#### [Written exercise]
Using the forum thread about the shotgun arrest, explain in one to three sentences why the arrested poster has struggled to find a job.

#### [Text block]
Here's a pic of the shotgun they tried charging me with. Just went and picked it up from the Sheriff's Office yesterday.


----------



## cowhornedspike (Apr 25, 2014)

AbnormalEKG said:


> So, just went to court on the 23rd, and got everything cleared up. I was still stuck with using the public defender, and I pretty much had to do all the work myself, but we got the DA to agree to go in personally and measure the barrel according to ATF procedures. Once he did, he had no choice but to drop the charges, when the barrel measured 18.5"! The only thing that has me upset at this point is that I asked that since I was falsely arrested, and the charges thrown out, I wanted them to remove the arrest from my record, and I was told that it can't be done. So, even though it's not a conviction, I'm permanently stuck with an arrest on my record for Possession of a Sawed off shotgun, and possession of a firearm during the commission of a felony (because I was carrying my sidearm while being in possession of a "sawed off shotgun".) Anybody here got any knowledge of whether what I was told is true or not? Id really like to have that removed from my record. That never looks good to any employer to see that when they send you for a background check, whether you have a legitimate excuse or not.




I know nothing about the law but I'd be looking into the possibility of a suit for false arrest and be happy to settle for having my record cleared.


----------



## smokey30725 (Apr 25, 2014)

I would contact the NRA. They have legal advice and may gladly take the case to expose more ignorance in law enforcement when it comes to firearm laws. I am not in favor of pointless lawsuits, but it seems this one might be warranted. Too many police officers are simply ignorant to what is legal and what is not. No doubt they saw a short barreled shotgun and immediately assumed it was sawed off beyond the legal limit.


----------



## AbnormalEKG (Apr 25, 2014)

cowhornedspike said:


> I know nothing about the law but I'd be looking into the possibility of a suit for false arrest and be happy to settle for having my record cleared.



Oh, I'm definitely filing suit for false arrest, and I'm going to ask for much more than just having my record cleared. I've been without a job for several months now, and been having a very hard time finding work because everywhere I applied wanted to do a background check, and the very first thing they saw was 2 pending felonies, and basically told me they couldn't or wouldn't hire me for that reason. I'm also going to ask in the suit, that every LEO in this county be required to go through proper training as to how to correctly measure a shotgun barrel, and going to ask that they each also be required to attend some kind of sensitivity classes because of the way they all acted towards me the night they did arrest me. I got treated like I was a hardened criminal, cussed at, called names, threatened with a taser just because I wouldn't get off the phone (before ever being placed under arrest), etc. Now, its just a matter of coming up with the money to afford an attorney that will take the case.


----------



## rospaw (Apr 25, 2014)

#### [Dataset content]
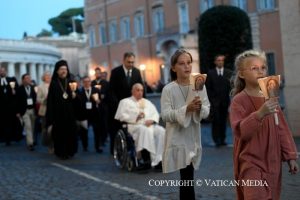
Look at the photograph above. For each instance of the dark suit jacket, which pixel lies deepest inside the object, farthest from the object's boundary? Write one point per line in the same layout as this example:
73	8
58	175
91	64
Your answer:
90	114
218	87
103	91
119	88
22	99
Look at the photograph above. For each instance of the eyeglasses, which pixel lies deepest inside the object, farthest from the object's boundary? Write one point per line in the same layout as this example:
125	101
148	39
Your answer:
257	69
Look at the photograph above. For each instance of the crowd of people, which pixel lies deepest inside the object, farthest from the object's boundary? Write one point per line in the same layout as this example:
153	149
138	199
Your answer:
66	108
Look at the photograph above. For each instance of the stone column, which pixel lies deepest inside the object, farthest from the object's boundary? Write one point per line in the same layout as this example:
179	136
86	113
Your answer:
11	69
32	72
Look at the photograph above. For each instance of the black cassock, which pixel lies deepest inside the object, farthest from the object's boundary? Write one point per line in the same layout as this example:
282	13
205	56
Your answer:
61	114
10	127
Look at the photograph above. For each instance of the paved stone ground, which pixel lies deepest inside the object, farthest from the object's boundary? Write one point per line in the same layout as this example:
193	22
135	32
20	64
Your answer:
40	176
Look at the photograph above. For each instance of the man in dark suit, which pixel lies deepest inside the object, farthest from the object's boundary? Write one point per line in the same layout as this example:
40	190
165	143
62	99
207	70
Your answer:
121	81
90	99
218	89
26	108
102	84
8	119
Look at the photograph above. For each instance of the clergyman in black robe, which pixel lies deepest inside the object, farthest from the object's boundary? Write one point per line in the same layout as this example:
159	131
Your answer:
60	115
10	127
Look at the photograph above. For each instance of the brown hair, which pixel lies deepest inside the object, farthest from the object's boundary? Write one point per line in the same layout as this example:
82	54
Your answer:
239	83
174	60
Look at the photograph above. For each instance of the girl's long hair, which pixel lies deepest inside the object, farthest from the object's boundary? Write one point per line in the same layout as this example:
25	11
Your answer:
239	83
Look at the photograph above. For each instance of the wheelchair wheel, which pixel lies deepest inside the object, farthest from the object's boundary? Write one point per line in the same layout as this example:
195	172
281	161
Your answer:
120	150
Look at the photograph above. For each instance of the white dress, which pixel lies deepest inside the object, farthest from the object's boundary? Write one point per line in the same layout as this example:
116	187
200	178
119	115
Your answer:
151	138
183	134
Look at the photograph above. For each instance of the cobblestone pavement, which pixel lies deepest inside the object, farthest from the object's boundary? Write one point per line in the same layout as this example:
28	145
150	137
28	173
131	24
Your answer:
40	176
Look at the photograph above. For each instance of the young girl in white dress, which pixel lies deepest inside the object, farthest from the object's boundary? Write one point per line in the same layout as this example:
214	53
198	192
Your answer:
182	108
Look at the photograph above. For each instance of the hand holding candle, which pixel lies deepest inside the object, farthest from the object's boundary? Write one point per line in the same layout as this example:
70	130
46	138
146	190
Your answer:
270	88
73	86
197	81
98	86
12	84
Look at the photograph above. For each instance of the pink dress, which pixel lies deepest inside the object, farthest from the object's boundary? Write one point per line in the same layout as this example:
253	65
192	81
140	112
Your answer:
259	148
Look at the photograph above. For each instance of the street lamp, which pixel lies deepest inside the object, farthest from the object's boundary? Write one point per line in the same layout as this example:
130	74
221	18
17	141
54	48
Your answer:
143	69
162	73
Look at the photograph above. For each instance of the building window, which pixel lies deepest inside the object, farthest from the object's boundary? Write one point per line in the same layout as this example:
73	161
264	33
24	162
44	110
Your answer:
102	33
113	31
184	26
271	63
206	4
158	19
125	28
265	4
92	36
139	24
242	4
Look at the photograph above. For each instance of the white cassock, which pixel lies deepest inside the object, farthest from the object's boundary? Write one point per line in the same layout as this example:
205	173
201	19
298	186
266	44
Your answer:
150	138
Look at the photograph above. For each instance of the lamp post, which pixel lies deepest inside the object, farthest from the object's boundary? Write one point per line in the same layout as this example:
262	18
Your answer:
162	67
143	68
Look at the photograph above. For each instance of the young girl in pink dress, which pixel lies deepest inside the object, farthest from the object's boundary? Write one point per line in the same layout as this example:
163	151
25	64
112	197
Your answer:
259	144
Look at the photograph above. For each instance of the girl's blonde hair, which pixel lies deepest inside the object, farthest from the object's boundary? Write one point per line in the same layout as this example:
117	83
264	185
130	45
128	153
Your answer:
239	83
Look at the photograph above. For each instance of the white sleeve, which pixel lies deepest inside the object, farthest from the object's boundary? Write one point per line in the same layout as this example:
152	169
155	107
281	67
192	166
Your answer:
172	115
126	112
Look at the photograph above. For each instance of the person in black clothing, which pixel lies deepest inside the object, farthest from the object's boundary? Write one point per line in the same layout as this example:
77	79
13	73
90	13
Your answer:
121	81
102	84
10	127
60	114
90	100
26	108
218	89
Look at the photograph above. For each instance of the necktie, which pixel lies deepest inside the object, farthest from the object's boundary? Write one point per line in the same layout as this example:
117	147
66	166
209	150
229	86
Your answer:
128	77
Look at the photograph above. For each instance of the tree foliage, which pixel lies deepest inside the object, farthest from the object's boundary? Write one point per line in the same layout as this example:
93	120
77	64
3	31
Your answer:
223	30
62	24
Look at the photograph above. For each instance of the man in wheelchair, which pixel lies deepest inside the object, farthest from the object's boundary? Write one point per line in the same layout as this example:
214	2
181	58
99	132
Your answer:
142	119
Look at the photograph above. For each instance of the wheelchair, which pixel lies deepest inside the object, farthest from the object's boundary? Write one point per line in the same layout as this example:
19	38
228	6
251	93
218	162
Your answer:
124	152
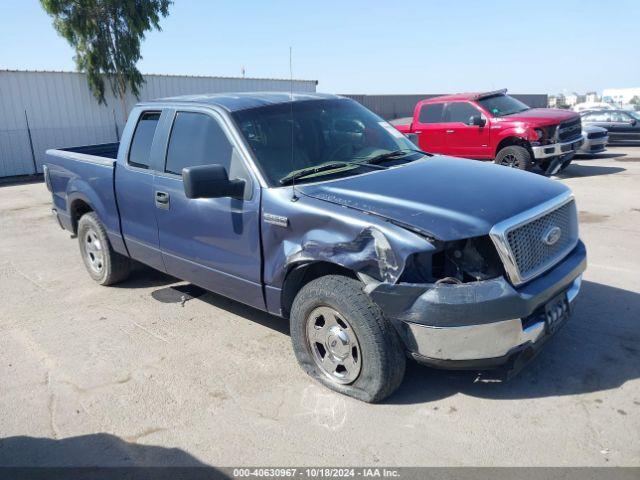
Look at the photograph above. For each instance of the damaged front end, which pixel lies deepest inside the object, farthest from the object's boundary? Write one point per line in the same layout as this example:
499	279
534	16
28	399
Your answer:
460	311
452	302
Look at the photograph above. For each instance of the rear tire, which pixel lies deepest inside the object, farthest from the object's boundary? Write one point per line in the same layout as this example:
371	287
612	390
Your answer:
514	156
104	265
343	341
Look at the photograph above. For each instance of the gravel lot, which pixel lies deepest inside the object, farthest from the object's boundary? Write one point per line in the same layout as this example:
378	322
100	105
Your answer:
131	375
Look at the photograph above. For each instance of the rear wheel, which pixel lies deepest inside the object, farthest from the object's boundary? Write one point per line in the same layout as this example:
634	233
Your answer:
342	340
514	156
104	265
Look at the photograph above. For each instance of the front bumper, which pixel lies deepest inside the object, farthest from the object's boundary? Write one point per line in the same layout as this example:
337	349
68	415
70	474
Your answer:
594	145
557	149
478	324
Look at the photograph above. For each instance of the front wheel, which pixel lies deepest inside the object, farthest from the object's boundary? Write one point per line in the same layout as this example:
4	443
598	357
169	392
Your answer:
342	340
514	156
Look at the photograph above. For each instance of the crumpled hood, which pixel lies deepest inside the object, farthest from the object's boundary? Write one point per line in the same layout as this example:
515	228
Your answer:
447	198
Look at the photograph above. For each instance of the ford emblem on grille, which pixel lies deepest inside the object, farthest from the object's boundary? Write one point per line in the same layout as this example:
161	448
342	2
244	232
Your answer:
552	235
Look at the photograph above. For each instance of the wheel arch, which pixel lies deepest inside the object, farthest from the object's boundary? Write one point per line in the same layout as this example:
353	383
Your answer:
77	208
512	140
301	274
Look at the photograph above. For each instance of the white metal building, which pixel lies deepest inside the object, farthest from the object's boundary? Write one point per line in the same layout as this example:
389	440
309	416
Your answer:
41	110
620	96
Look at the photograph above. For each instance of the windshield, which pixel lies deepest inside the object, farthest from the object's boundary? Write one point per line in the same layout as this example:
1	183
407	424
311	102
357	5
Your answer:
501	105
325	133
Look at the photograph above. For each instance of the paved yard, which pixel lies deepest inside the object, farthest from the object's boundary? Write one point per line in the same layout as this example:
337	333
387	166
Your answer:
134	375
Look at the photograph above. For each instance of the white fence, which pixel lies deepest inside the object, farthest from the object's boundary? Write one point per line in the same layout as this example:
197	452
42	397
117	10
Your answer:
41	110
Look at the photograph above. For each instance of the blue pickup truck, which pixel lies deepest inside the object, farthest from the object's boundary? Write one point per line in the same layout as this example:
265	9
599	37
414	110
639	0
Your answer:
314	209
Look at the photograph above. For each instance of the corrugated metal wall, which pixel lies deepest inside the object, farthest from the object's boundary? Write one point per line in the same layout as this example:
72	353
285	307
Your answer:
61	111
398	106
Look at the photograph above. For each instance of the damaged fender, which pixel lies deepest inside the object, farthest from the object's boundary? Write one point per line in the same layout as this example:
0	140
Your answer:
321	231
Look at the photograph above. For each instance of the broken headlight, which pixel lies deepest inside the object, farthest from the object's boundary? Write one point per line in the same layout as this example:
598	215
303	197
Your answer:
462	261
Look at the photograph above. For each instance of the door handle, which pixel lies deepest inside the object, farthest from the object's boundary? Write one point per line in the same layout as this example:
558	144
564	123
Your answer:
162	199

#### [Finished answer]
Every employer the poster applied to ran a background check, and the first thing it showed was two pending felonies. Because of those charges, the employers said they couldn't or wouldn't hire the poster.